Text passage ▸
━━━━━━━━━━━━━━━━
Index: src/include/utils/builtins.h
===================================================================
RCS file: /cvsroot/pgsql/src/include/utils/builtins.h,v
retrieving revision 1.259
diff -c -c -r1.259 builtins.h
*** src/include/utils/builtins.h	6 Jul 2005 19:02:54 -0000	1.259
--- src/include/utils/builtins.h	10 Jul 2005 04:52:52 -0000
***************
*** 429,434 ****
--- 429,436 ----
  extern Datum texticregexeq(PG_FUNCTION_ARGS);
  extern Datum texticregexne(PG_FUNCTION_ARGS);
  extern Datum textregexsubstr(PG_FUNCTION_ARGS);
+ extern Datum textregexreplace_noopt(PG_FUNCTION_ARGS);
+ extern Datum textregexreplace(PG_FUNCTION_ARGS);
  extern Datum similar_escape(PG_FUNCTION_ARGS);
  
  /* regproc.c */
***************
*** 566,571 ****
--- 568,574 ----
  extern bool SplitIdentifierString(char *rawstring, char separator,
  					  List **namelist);
  extern Datum replace_text(PG_FUNCTION_ARGS);
+ extern Datum replace_text_regexp(PG_FUNCTION_ARGS);
  extern Datum split_text(PG_FUNCTION_ARGS);
  extern Datum text_to_array(PG_FUNCTION_ARGS);
  extern Datum array_to_text(PG_FUNCTION_ARGS);
Index: src/test/regress/expected/strings.out
===================================================================
RCS file: /cvsroot/pgsql/src/test/regress/expected/strings.out,v
retrieving revision 1.25
diff -c -c -r1.25 strings.out
*** src/test/regress/expected/strings.out	20 May 2005 01:29:56 -0000	1.25
--- src/test/regress/expected/strings.out	10 Jul 2005 04:52:52 -0000
***************
*** 192,197 ****
--- 192,225 ----
   cde
  (1 row)
━━━━━━━━━━━━━━━━
Records shown ▸

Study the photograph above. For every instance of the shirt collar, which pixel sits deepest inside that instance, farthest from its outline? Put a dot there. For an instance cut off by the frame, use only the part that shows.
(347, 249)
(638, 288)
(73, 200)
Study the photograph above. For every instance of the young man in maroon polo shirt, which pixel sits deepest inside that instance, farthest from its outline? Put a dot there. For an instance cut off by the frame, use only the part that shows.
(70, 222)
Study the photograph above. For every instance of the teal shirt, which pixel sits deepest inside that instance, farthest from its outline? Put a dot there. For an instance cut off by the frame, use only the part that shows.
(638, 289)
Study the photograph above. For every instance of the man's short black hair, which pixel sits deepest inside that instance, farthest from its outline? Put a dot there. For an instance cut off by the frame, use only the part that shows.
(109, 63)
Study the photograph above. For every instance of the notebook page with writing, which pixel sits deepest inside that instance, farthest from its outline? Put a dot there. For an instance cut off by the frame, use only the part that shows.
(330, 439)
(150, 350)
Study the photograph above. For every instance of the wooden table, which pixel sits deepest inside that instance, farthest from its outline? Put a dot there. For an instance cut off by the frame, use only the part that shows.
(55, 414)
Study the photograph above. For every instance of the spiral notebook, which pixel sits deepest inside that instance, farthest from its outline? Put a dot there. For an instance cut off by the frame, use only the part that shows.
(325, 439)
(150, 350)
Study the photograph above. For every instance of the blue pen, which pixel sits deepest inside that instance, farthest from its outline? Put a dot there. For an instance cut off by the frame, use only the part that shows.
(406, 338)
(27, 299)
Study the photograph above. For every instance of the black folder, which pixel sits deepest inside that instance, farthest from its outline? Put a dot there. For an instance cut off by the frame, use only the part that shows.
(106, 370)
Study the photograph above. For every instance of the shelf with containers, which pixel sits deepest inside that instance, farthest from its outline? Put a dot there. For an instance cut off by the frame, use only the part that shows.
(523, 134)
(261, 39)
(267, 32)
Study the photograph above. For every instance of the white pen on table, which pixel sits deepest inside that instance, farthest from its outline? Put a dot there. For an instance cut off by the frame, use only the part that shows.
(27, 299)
━━━━━━━━━━━━━━━━
Goal A ▸
Answer these from the diff:
(i) Which revision of builtins.h is the diff taken against?
(ii) Which declaration is added between replace_text and split_text?
(iii) What date and time does the diff give for the new version of strings.out?
Goal B ▸
Carry on the diff from its last line, keeping the same format.

Reply A ▸
(i) Revision 1.259.
(ii) extern Datum replace_text_regexp(PG_FUNCTION_ARGS);
(iii) 10 Jul 2005 04:52:52 -0000.

Reply B ▸
  
+ -- PostgreSQL extension to allow using back reference in replace string;
+ SELECT regexp_replace('1112223333', '(\\d{3})(\\d{3})(\\d{4})', '(\\1) \\2-\\3');
+  regexp_replace 
+ ----------------
+  (111) 222-3333
+ (1 row)
+ 
+ SELECT regexp_replace('AAA   BBB   CCC   ', '\\s+', ' ', 'g');
+  regexp_replace 
+ ----------------
+  AAA BBB CCC 
+ (1 row)
+ 
+ SELECT regexp_replace('AAA', '^|$', 'Z', 'g');
+  regexp_replace 
+ ----------------
+  ZAAAZ
+ (1 row)
+ 
+ SELECT regexp_replace('AAA aaa', 'A+', 'Z', 'gi');
+  regexp_replace 
+ ----------------
+  Z Z
+ (1 row)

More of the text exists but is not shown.